When you write out the listing, keep every character and omit the pictures.

──────── Source records

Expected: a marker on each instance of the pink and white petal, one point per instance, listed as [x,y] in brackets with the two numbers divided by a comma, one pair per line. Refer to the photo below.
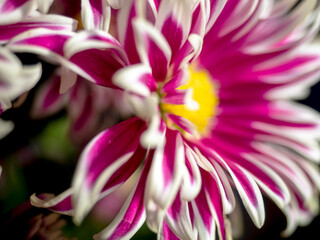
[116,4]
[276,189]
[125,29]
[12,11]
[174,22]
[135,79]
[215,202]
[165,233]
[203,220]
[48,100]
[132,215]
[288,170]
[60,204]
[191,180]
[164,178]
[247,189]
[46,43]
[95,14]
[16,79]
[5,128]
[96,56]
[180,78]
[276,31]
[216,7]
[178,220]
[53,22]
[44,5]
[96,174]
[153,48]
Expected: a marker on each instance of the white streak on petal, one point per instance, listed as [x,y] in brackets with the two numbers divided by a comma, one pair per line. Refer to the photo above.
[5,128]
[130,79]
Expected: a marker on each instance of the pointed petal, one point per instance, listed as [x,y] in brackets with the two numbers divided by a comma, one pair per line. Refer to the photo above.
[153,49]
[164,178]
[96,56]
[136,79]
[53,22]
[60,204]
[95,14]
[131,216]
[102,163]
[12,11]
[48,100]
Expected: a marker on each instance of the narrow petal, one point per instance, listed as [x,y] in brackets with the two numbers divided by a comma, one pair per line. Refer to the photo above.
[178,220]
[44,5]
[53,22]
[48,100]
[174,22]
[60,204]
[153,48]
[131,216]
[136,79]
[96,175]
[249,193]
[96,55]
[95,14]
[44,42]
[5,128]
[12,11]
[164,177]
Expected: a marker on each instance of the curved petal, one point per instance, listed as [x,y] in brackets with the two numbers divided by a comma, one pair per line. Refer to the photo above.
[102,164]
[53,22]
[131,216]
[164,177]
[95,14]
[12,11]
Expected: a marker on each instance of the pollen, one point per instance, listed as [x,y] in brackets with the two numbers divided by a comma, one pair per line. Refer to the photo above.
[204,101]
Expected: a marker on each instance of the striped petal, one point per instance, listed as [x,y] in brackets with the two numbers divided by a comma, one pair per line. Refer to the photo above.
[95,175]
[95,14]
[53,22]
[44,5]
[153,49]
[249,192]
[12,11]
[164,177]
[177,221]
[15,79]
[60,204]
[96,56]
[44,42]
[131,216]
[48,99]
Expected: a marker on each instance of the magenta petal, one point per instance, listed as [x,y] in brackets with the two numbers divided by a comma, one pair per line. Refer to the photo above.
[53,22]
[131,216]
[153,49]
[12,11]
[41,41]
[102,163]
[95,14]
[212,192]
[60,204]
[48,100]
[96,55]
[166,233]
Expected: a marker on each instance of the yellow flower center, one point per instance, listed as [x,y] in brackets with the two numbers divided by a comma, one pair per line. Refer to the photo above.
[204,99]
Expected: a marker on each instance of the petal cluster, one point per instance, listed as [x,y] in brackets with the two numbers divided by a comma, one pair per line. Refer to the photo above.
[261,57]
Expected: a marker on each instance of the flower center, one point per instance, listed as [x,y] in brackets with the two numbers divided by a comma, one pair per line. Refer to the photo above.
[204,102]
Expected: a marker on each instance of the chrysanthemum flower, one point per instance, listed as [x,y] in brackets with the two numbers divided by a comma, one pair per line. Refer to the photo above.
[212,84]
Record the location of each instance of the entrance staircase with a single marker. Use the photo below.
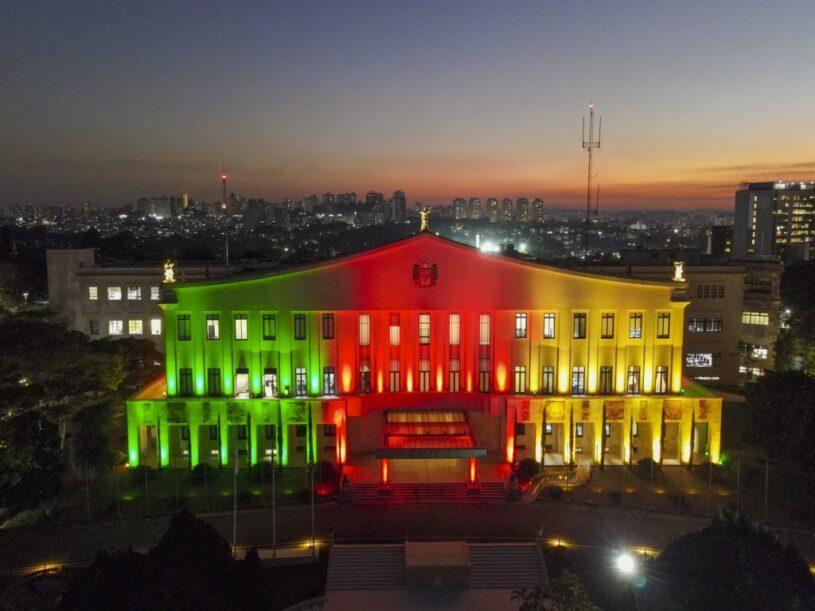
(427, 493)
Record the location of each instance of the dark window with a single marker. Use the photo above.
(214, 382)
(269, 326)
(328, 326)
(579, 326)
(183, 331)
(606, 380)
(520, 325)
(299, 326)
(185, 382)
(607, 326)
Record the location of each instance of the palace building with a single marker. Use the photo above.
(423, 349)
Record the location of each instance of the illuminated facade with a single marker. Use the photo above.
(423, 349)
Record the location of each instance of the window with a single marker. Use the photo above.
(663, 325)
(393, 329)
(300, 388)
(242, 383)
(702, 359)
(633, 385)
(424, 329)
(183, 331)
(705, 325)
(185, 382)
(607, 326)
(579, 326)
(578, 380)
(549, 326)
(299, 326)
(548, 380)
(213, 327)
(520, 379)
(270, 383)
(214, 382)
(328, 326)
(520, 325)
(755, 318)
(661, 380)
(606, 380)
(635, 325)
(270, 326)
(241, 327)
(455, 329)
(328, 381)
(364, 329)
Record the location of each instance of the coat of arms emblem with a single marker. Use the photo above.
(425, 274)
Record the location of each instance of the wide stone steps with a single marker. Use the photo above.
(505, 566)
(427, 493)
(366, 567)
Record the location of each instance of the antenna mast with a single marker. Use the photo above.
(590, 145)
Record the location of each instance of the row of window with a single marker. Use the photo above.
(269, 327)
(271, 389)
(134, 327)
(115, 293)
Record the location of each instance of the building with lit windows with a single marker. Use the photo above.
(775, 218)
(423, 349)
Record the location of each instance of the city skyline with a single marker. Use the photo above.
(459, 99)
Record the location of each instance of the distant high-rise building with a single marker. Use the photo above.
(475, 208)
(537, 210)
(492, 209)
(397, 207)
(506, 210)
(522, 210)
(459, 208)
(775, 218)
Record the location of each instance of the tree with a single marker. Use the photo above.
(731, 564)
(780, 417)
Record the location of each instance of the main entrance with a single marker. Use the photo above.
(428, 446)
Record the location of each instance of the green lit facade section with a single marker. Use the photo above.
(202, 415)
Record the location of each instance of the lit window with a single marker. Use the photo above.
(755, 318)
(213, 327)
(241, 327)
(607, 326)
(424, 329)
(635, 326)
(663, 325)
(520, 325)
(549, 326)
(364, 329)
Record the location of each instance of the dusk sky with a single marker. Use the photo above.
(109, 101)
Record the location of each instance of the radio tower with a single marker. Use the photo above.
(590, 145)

────────────────

◆ Response to the exercise ◆
Expected: a marker on each instance of the pink and white petal, one point per instance, listed as [x,y] in brackets with the two numbers divided by a comma, one pair per line. Refer to the photo below.
[116,4]
[276,189]
[125,29]
[12,11]
[174,22]
[135,79]
[215,202]
[165,233]
[203,220]
[48,100]
[132,215]
[288,170]
[60,204]
[191,180]
[164,178]
[247,189]
[46,43]
[95,14]
[16,79]
[5,128]
[96,56]
[180,78]
[276,31]
[216,7]
[178,220]
[53,22]
[44,5]
[96,174]
[153,48]
Expected: a marker on each instance of the white streak on petal, one point per instance, listed as [x,y] in brackets with the two numbers divided by a comma, one pair per line. Refer to the photo above.
[5,128]
[130,79]
Expected: a marker on each instance of the pointed petal, one point per instance, listed as [x,y] in brackets with the two numbers divided by a comma, one pair per line. Refer to the photo above.
[153,49]
[164,178]
[96,56]
[136,79]
[53,22]
[60,204]
[95,14]
[131,216]
[102,163]
[12,11]
[48,100]
Expected: a marker on each instance of the narrow petal, one point per instance, listed as [x,y] in brackets with the two numbers divided by a comma, one pair per line. Refer to the photo above.
[178,220]
[44,5]
[53,22]
[48,100]
[174,22]
[60,204]
[153,48]
[131,216]
[136,79]
[96,175]
[249,193]
[96,55]
[95,14]
[44,42]
[5,128]
[12,11]
[164,177]
Expected: a marker on each instance of the curved petal, one point per instance, listed as [x,y] in brackets with the two numbers divided by a comma, one pair per line. Refer to the photo above.
[102,164]
[53,22]
[131,216]
[164,177]
[95,14]
[12,11]
Expected: a marker on each instance of the pollen, one point per instance, listed as [x,y] in brackets with the two numbers divided by a comma, one pair per line. Refer to the photo above.
[204,101]
Expected: a marker on each instance of the striped petal, one point per instance, listed as [x,y] in brackets with the two numbers divided by a comma, one pair per line. Refer to the photo above.
[95,175]
[95,14]
[53,22]
[44,5]
[153,49]
[249,192]
[12,11]
[164,177]
[177,221]
[15,79]
[60,204]
[96,56]
[44,42]
[131,216]
[48,99]
Expected: a marker on each instance of the magenta petal, one point per instance, listed as [x,y] in brackets with the two numbers divided by a comma, one pair per line. Refer to the photo above.
[53,22]
[131,216]
[153,49]
[12,11]
[41,41]
[102,163]
[95,14]
[212,192]
[60,204]
[48,100]
[96,55]
[166,233]
Expected: a marker on each instance of the yellow flower center, one point per instance, listed as [x,y] in brackets with the two numbers divided by a comma, one pair per line. Refer to the photo above.
[204,99]
Expected: a marker on each instance of the petal cluster, one point per instance, listed as [x,y] in brackets with the two numbers divided by a comma, one pair per line. Refer to the photo above.
[261,57]
Expected: a marker on each instance of the flower center, one point per instance, listed as [x,y] in brackets with the two numbers divided by a comma, one pair per line. Refer to the photo above.
[204,102]
Expected: a marker on each instance of the chrysanthemum flower, one point per instance, listed as [x,y] in brackets with the two numbers divided by a comma, one pair per line. Refer to the photo above.
[212,84]
Record the location of each instance of the entrance staircase with a single marker. Use the photo below.
(427, 493)
Record the location of each instance of the dark window with a single marker. Use the photo above.
(214, 382)
(269, 326)
(328, 326)
(579, 326)
(183, 331)
(606, 380)
(520, 325)
(299, 326)
(185, 382)
(607, 326)
Record the location of each instance of the palace building with a single marker. Use the photo above.
(423, 349)
Record the location of each instance of the illuminated facade with a single marker. Use the photo above.
(423, 349)
Record the location of each instance of the window with a single marker. Use the photo above.
(663, 325)
(393, 329)
(300, 388)
(242, 383)
(702, 359)
(633, 385)
(424, 329)
(183, 331)
(705, 325)
(185, 382)
(607, 326)
(579, 326)
(578, 380)
(549, 326)
(299, 326)
(548, 380)
(213, 327)
(520, 379)
(270, 383)
(214, 382)
(328, 326)
(520, 325)
(755, 318)
(661, 380)
(606, 380)
(635, 325)
(270, 326)
(241, 327)
(455, 329)
(328, 381)
(364, 329)
Record the location of each instance of the coat of arms emblem with a single marker. Use the photo above.
(425, 274)
Record the location of each instance of the wide stone steps with a single marker. Use the photo above.
(505, 566)
(427, 493)
(366, 567)
Record the location of each instance of the antenna mast with a single marker. Use the photo above.
(590, 145)
Record the location of each instance of the row of window with a single marker. Use the photo above.
(269, 327)
(271, 389)
(134, 327)
(115, 293)
Record the location of each instance of the building with lit windows with a single marker. Use the photo above.
(775, 218)
(423, 349)
Record the location of each instance of the city skyline with a single marker. Use the photo above.
(459, 99)
Record the location of each instance of the distant high-rise building with a single marker. Use the photo above.
(475, 208)
(537, 210)
(492, 209)
(397, 207)
(506, 210)
(522, 210)
(459, 208)
(775, 218)
Record the location of each instance of the tree with a single marker. Use the photo above.
(731, 564)
(780, 417)
Record the location of each instance of the main entrance with a single marker. Use the photo above.
(428, 446)
Record the location of each instance of the green lit facade section with a single marker. Use the photo above.
(202, 415)
Record the location of each instance of the lit window with a single marker. Use the photo above.
(755, 318)
(213, 327)
(241, 327)
(607, 326)
(424, 329)
(635, 326)
(663, 325)
(520, 325)
(549, 326)
(364, 329)
Record the location of each instance of the dusk sky with a single marker. Use the photo above.
(109, 101)
Record the location of each instance of the radio tower with a single marker. Use the photo above.
(590, 145)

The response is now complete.